What to produce »
Make a verbatim copy of the entries below; pictures stay out.

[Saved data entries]
···
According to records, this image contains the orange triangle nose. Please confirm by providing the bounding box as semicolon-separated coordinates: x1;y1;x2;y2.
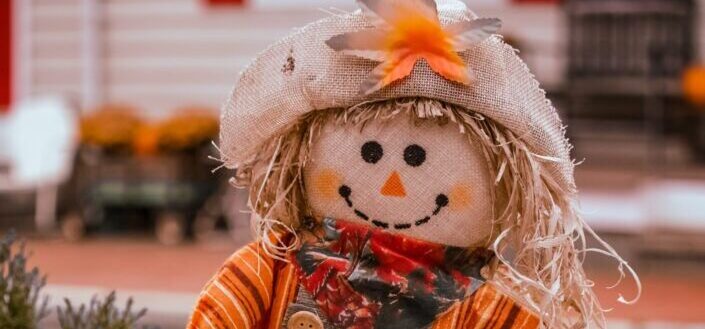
381;171;406;197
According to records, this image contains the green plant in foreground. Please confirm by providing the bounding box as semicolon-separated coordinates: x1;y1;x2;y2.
1;230;153;328
57;291;151;329
0;231;49;329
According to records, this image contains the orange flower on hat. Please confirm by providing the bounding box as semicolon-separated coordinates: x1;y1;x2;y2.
326;0;501;95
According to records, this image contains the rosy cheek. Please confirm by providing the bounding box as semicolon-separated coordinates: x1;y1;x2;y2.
448;183;472;211
310;168;342;201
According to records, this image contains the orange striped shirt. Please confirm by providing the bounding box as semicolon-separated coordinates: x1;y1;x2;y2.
187;241;539;329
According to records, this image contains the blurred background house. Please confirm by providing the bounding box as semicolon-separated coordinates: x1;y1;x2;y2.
1;0;704;328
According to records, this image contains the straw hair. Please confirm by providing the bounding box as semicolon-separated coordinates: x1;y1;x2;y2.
228;98;639;329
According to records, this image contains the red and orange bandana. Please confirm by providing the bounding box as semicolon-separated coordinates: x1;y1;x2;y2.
292;218;494;329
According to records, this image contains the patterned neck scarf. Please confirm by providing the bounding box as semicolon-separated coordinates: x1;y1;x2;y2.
291;218;494;329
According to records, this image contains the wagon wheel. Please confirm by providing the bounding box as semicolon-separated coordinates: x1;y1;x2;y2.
155;212;186;246
60;212;85;242
193;213;218;242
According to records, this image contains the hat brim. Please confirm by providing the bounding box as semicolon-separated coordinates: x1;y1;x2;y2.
220;4;575;192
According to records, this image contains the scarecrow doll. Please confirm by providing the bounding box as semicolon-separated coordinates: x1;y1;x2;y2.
188;0;638;328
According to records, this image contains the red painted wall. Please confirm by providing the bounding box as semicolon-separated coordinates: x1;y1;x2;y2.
0;0;11;111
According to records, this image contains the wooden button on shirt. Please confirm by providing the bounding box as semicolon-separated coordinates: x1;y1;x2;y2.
287;311;324;329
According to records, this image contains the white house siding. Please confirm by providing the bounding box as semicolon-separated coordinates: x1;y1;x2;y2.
21;0;704;117
31;0;84;103
27;0;327;116
102;0;333;117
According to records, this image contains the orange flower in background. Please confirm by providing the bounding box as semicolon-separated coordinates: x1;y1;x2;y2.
80;104;219;154
326;0;501;95
157;107;219;151
683;65;705;107
133;124;160;156
80;104;142;150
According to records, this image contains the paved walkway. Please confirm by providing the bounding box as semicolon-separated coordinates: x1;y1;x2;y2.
22;236;705;328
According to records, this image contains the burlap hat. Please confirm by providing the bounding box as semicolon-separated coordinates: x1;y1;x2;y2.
220;0;575;191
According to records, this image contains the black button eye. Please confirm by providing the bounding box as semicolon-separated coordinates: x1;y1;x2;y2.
404;144;426;167
361;141;383;164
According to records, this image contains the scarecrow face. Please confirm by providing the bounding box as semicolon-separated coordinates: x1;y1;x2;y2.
304;114;493;247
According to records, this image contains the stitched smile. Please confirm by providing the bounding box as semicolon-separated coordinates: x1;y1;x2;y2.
338;184;448;230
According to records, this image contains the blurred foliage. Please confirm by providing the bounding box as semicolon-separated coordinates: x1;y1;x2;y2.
132;124;160;156
80;105;218;155
156;107;219;152
0;231;153;328
57;292;153;329
0;231;49;329
80;105;143;151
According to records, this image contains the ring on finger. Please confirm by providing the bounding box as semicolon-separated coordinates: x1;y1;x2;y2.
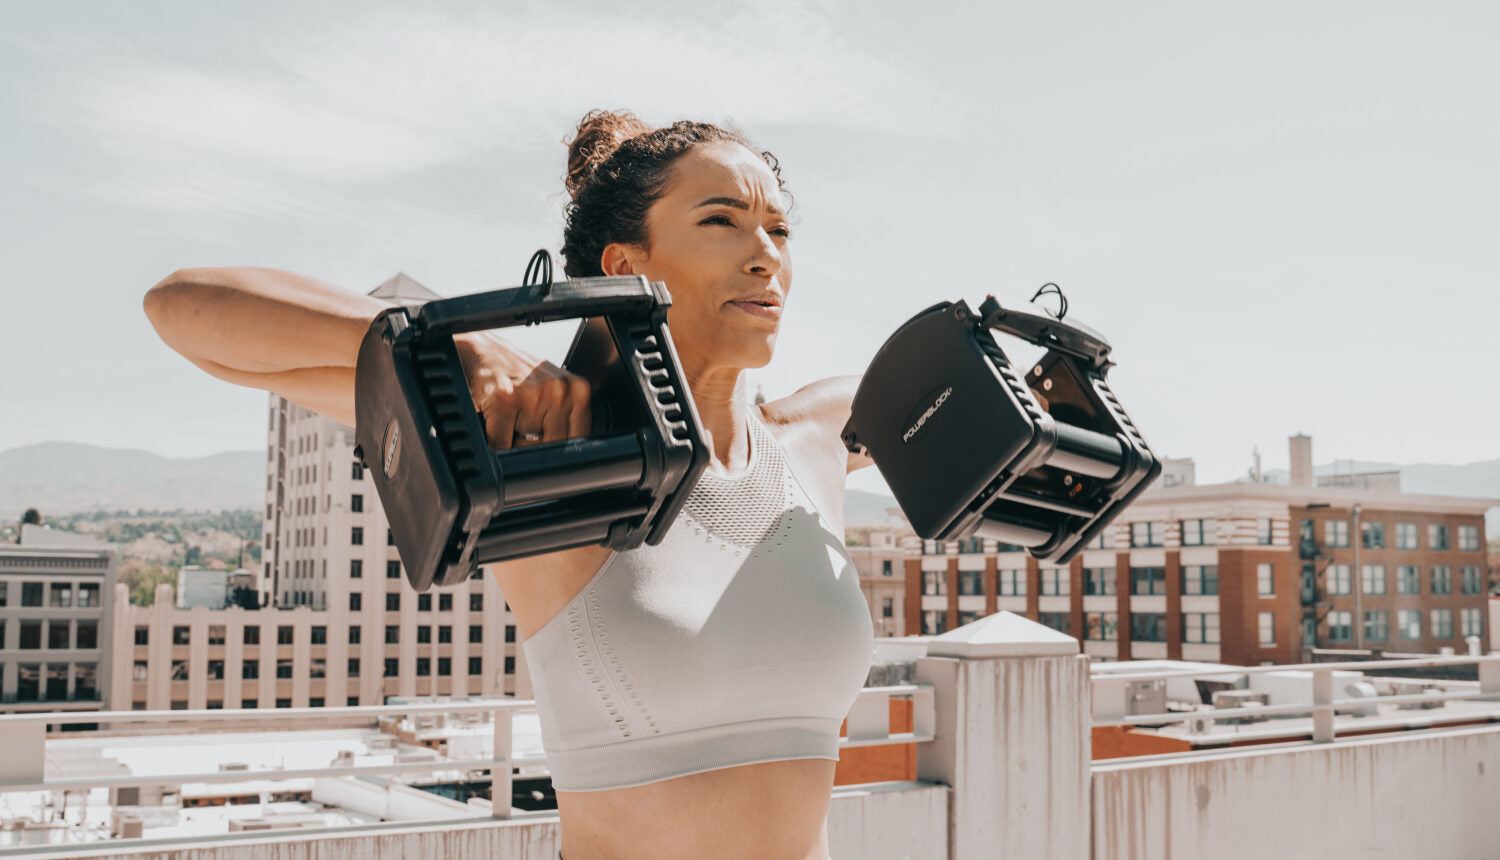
515;431;543;443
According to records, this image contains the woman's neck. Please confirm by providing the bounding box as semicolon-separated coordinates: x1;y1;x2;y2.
683;364;753;474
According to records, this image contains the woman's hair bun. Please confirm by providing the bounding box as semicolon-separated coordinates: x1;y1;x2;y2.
565;109;652;201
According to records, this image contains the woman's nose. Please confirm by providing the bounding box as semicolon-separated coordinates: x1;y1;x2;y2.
746;230;783;276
···
Output for this task »
According to records, this image contains the orange triangle nose. Please confirm by providing the bounding box as semicolon-separated coordinates: x1;y1;x2;y2.
381;171;406;197
According to records, this image contains the green plant in foreground. Please confirm by providing the bounding box as semicolon-separated coordinates: x1;y1;x2;y2.
1;230;153;328
57;291;151;329
0;231;49;329
According to records, this image contains the orange flower on hat. Please confirm by providing the bounding box as semicolon-separated coordinates: x1;y1;x2;y2.
326;0;501;95
According to records, this image contains the rosy cheek. Please confirm by providing the bounding box as semicolon-separated coordinates: x1;y1;x2;y2.
448;183;472;211
310;168;342;201
According to records, this image contains the orange striped shirt. Please confirm by providing the bounding box as semicolon-separated coordinates: x1;y1;x2;y2.
187;241;539;329
According to records, this image contains the blurred background house. Please confirm by providing the bounding box as semicolon-separated coordinates: x1;y1;x2;y2.
1;0;704;328
According to records, this image contains the straw hair. Please confirm by providing the bounding box as semicolon-separated coordinates: x1;y1;x2;y2.
228;98;639;329
According to records, this image contains the red and orange bandana. Please confirm by providing the bounding box as semicolon-separated coordinates: x1;y1;x2;y2.
292;218;494;329
According to records, this image contains the patterned neck scarf. Please confirm by providing the bounding box as semicolon-separated coordinates: x1;y1;x2;y2.
291;218;494;329
According to records, this image contains the wagon wheel. Please confirm by providing the bounding box as semicolon-separated coordinates: x1;y1;x2;y2.
155;212;186;246
60;212;85;242
193;213;218;242
According to records, this image contains the hat brim. Please confirm by providing the bounding box as semicolon-separated coordinates: x1;y1;x2;y2.
220;4;575;192
According to records, this image contains the scarecrow doll. Please confirm by providing the bounding box as semicolon-separated coordinates: x1;y1;x2;y2.
188;0;638;328
According to records, this image contains the red painted wall. Please confirm by providing the bounding box as semicolon-separated coordinates: x1;y1;x2;y2.
0;0;11;111
According to records, this image contains the wooden button on shirt. Please confirm by providing the bounding box as semicolon-separated coordinates: x1;y1;x2;y2.
287;311;324;329
According to records, this image contains the white house siding. Please confirm by providing the bounding box as semicolon-separated coordinates: x1;y1;x2;y2.
21;0;704;117
31;0;84;103
27;0;327;116
102;0;333;117
According to records, this image contains the orange flower in background. Please confirm by providing the bounding box as semicolon-separated coordinates: x1;y1;x2;y2.
80;104;219;154
326;0;501;95
157;107;219;151
683;65;705;107
133;124;160;156
80;104;142;150
According to records, this image contains the paved walkway. Please confirm by providing the bounding box as semicolon-separated coordinates: x1;y1;x2;y2.
22;236;705;328
According to records, this image contains the burlap hat. Please confirm by providing the bounding box as semicolon-separated coordinates: x1;y1;x2;y2.
220;0;575;191
According to records, this image contains the black button eye. Please confirm by providing the bounding box as semicolon-separated coordinates: x1;y1;x2;y2.
404;144;426;167
361;141;383;164
According to records, this image contains the scarecrow face. Please confirm by providing the bounding box as semicolon-separated coordinates: x1;y1;x2;y2.
304;114;493;247
According to records, this image contains the stitched smile. Please confirm by providing the bounding box as semicolon-separated coordinates: x1;y1;x2;y2.
338;184;448;230
According to records, this image contains the blurred foliage. Please confirm by providing the bounding box as semicolon-separated coordinates: x1;y1;x2;y2.
132;124;160;156
80;105;218;155
156;107;219;152
0;231;153;328
57;292;153;329
0;231;49;329
80;105;143;151
According to records, this image contains the ring on finger. Please confirm by providing the bounding box as semicolon-separated coordinates: x1;y1;x2;y2.
515;431;543;443
According to records, this image contains the woman's neck. Please confirm by providing the bounding box as semicolon-separated coordinates: x1;y1;x2;y2.
683;364;753;474
According to records, this image contains the woman's hair bun. Please confirm by providing the bounding box as semicolon-separated coordinates: x1;y1;x2;y2.
565;109;652;201
According to records, this image contains the woman's nose. Please confirm by providing the bounding box as semicolon-separated coordinates: x1;y1;x2;y2.
746;230;783;276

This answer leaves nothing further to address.